--- Parts of the exercise ---
1 > Answer these questions using the passage about Kamla:
(a) In which province was her husband posted when he was killed?
(b) What classes did she teach between 1944 and 1945, and at which college?
(c) Under whose supervision did she complete her PhD?
2 > Extend the passage about Kamla by writing what comes after its last sentence.

--- Passage to read ---

She married a civil services officer named Khem Chowdhry; however, the marriage was short-lived. As during
her husband's posting in North-West Frontier Province, he was murdered by a Pashtun tribesman as the couple slept. The tribesman mostly likely bore a grievance. By the time the trial was concluded, a traumatized Kamla had fallen into depression.

However, inspired by a condolence letter that she received from Tagore, she enrolled in the MA program in philosophy at Punjab University, graduating in 1943, having stood first in her class. Between 1944 and 1945, she taught intermediate and BA-level classes at Mahila College, Lahore. She then joined the Michigan State University, graduating in 1949 with a MA and PhD in social psychology. Her PhD was completed under the supervision of Theodore Newcomb who would come to be recognized as one of the most eminent psychologists of the twentieth century.

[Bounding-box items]
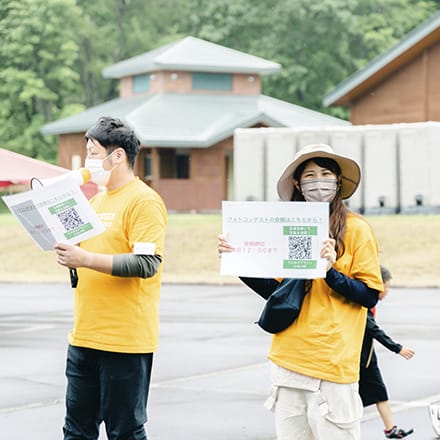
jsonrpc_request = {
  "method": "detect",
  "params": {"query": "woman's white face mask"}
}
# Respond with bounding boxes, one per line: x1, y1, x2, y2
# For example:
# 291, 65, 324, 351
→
84, 152, 115, 186
300, 179, 338, 202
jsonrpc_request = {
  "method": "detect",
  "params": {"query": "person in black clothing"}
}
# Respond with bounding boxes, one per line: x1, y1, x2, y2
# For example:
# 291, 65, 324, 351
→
359, 266, 415, 438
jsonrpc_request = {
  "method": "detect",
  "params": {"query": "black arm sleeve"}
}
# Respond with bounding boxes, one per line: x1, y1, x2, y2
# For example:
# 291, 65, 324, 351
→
366, 312, 402, 353
239, 277, 280, 299
325, 267, 379, 309
112, 254, 162, 278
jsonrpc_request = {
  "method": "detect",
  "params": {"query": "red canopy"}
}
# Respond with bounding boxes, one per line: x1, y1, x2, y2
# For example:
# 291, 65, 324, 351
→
0, 148, 69, 186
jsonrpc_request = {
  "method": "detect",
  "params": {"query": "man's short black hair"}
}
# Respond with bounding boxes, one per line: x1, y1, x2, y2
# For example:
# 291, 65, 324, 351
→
85, 116, 141, 168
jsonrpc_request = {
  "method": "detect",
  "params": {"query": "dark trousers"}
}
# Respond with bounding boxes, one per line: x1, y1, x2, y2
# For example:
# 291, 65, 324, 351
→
63, 345, 153, 440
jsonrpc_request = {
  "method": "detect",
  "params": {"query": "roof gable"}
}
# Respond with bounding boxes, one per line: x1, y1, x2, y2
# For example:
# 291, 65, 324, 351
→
42, 93, 350, 148
323, 12, 440, 106
103, 37, 281, 78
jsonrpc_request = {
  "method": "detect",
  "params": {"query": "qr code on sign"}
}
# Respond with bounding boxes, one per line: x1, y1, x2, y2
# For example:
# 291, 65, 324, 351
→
57, 208, 84, 231
287, 235, 312, 260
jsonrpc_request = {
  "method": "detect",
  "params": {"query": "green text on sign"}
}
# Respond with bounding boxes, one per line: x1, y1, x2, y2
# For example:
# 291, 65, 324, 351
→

--- Task answers ---
1 >
(a) North-West Frontier Province
(b) Intermediate and BA-level classes at Mahila College, Lahore
(c) Theodore Newcomb

2 >
== Career ==

=== ATIRA ===

Upon completing her Ph.D., Chowdhry returned to India and joined the Ahmedabad Textile Industry Research Association in 1949 as one of its first four recruits. Founded in 1947 by Vikram Sarabhai, scion of a family of textile industrialists based in Ahmedabad, ATIRA sought to apply scientific techniques in the research of industrial problems. At ATIRA, Chowdhry headed the Psychology division, later known as the Human Relations division, until 1961 and was the Director of the Research Centre for Group Dynamics from 1958 to 1961. Chowdhry studied how socio-economic conditions, food habits, and behavior of workers in the textile mills of Ahmedabad. Her work led to a transformation in the relationship among stakeholders in the mill industry and contributed to improved productivity and shop floor coordination in mills over the next decade. As a result of her findings, workers and employees were able to gain a better understanding of wage and contract negotiations. Her division at ATIRA also collaborated with the United Nations to study tensions among textile industry workers.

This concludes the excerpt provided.